>> begin INFORMATION PROVIDED

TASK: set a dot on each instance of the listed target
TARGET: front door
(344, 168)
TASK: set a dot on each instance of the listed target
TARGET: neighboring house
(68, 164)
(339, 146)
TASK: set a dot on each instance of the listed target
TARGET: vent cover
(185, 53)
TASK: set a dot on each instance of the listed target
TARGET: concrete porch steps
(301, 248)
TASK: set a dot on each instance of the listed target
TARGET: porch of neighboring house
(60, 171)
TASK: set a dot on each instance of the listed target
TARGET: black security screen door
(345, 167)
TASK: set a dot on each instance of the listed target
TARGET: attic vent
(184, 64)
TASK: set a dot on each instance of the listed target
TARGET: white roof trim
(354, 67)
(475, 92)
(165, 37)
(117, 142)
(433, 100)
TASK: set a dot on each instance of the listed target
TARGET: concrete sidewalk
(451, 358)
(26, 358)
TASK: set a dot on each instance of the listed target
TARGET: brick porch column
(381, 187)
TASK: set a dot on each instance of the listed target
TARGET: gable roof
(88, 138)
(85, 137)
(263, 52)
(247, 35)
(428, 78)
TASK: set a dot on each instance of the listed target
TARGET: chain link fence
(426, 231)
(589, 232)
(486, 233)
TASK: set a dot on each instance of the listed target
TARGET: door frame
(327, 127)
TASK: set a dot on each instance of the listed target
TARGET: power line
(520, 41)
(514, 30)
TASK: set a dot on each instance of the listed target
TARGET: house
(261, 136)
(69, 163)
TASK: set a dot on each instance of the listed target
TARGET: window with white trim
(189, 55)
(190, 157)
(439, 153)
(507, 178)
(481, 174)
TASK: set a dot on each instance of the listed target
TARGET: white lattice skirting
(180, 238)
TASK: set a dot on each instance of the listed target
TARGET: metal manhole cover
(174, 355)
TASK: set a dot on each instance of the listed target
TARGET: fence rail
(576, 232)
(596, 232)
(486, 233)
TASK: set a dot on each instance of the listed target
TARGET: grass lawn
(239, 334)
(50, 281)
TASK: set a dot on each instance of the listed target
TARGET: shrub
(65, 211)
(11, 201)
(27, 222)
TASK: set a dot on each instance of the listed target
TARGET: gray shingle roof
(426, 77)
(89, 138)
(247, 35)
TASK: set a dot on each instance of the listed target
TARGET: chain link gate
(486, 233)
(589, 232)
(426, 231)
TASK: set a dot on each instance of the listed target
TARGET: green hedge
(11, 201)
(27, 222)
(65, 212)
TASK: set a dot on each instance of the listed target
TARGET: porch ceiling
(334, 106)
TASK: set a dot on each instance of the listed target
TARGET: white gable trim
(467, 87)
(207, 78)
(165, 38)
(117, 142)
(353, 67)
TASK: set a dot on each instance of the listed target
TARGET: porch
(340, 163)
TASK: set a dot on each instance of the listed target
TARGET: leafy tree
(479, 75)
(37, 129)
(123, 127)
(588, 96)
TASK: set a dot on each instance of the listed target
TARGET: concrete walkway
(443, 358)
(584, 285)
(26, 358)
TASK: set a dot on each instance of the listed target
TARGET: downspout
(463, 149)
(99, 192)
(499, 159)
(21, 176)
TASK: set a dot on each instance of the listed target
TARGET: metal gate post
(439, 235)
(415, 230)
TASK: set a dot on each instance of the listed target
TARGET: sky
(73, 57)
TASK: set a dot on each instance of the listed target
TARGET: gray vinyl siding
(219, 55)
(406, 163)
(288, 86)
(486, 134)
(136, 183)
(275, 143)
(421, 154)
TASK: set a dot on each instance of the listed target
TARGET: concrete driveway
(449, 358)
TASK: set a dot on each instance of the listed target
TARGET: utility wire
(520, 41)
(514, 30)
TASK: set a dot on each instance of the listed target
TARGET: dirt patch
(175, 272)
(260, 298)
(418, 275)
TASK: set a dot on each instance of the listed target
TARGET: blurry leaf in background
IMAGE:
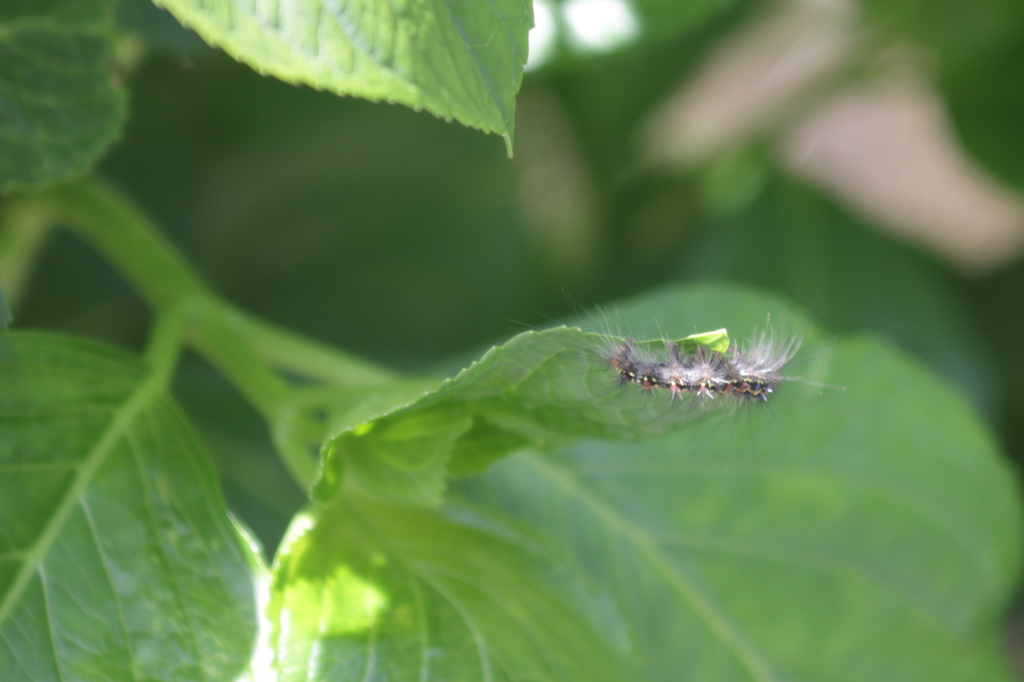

>> end INFORMATION PROVIDED

*GIVEN INSTRUCTION*
Please list every line in the rows above that contains the word "metal".

*RESULT OF THIS TASK*
TARGET: metal manhole cover
TARGET: metal gate post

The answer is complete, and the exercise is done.